> [What the exercise asks] Read the material below and tally how many lines hold the word "order", giving the number and nothing else.

──────── Provided information

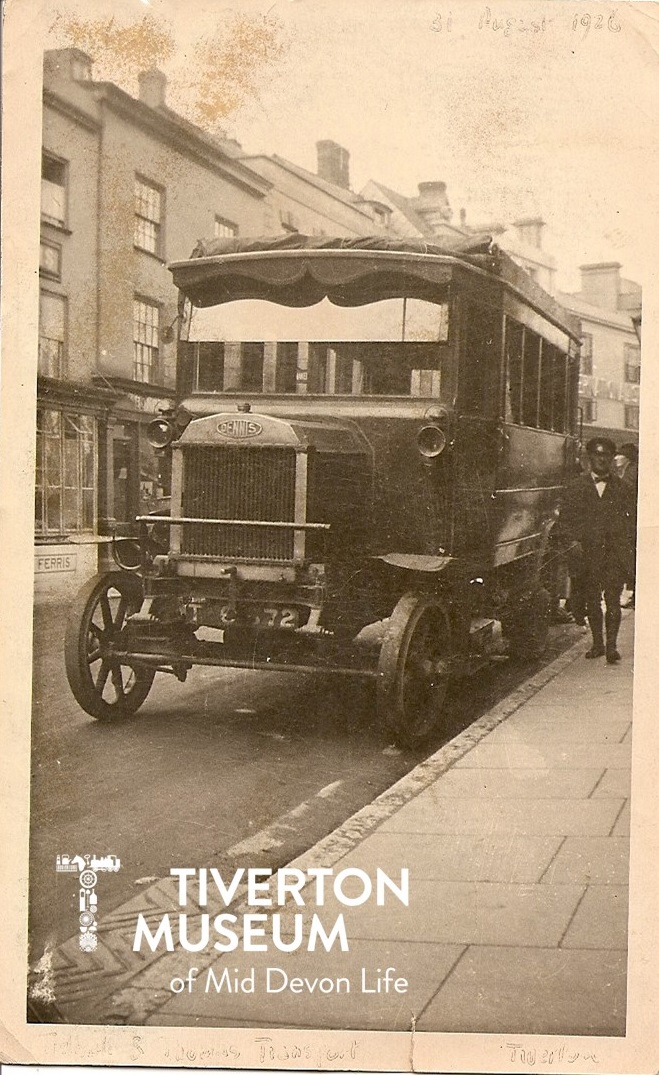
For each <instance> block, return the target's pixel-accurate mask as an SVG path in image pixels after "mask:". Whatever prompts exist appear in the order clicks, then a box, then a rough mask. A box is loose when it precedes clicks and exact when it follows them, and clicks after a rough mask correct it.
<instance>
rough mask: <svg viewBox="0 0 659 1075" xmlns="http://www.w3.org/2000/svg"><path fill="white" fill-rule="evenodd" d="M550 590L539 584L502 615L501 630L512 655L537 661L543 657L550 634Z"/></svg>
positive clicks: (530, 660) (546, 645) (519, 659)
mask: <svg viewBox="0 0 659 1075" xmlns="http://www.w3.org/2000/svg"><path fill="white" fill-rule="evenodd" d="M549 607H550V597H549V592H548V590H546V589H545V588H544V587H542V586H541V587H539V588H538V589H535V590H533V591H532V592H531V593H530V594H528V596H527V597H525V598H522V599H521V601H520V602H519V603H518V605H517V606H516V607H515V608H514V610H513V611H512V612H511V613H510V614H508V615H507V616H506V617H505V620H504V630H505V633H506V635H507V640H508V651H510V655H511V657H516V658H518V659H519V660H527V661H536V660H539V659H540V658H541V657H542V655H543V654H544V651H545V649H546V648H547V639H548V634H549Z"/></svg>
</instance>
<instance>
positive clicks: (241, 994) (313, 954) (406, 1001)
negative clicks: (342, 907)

────────────────
──────── Provided information

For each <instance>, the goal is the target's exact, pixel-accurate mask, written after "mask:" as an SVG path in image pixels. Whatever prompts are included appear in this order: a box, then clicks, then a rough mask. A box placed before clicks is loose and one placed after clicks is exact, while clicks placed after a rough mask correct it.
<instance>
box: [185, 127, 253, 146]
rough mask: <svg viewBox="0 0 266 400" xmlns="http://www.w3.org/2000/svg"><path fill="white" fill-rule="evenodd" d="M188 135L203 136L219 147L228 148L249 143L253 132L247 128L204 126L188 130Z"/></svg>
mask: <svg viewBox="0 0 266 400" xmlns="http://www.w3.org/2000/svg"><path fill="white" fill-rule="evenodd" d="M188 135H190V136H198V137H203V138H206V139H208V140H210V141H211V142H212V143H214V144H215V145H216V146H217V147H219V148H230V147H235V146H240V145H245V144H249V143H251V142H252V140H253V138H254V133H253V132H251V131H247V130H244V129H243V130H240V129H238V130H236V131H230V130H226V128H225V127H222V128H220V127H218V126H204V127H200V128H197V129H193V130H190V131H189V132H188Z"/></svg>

────────────────

> [Response area] 2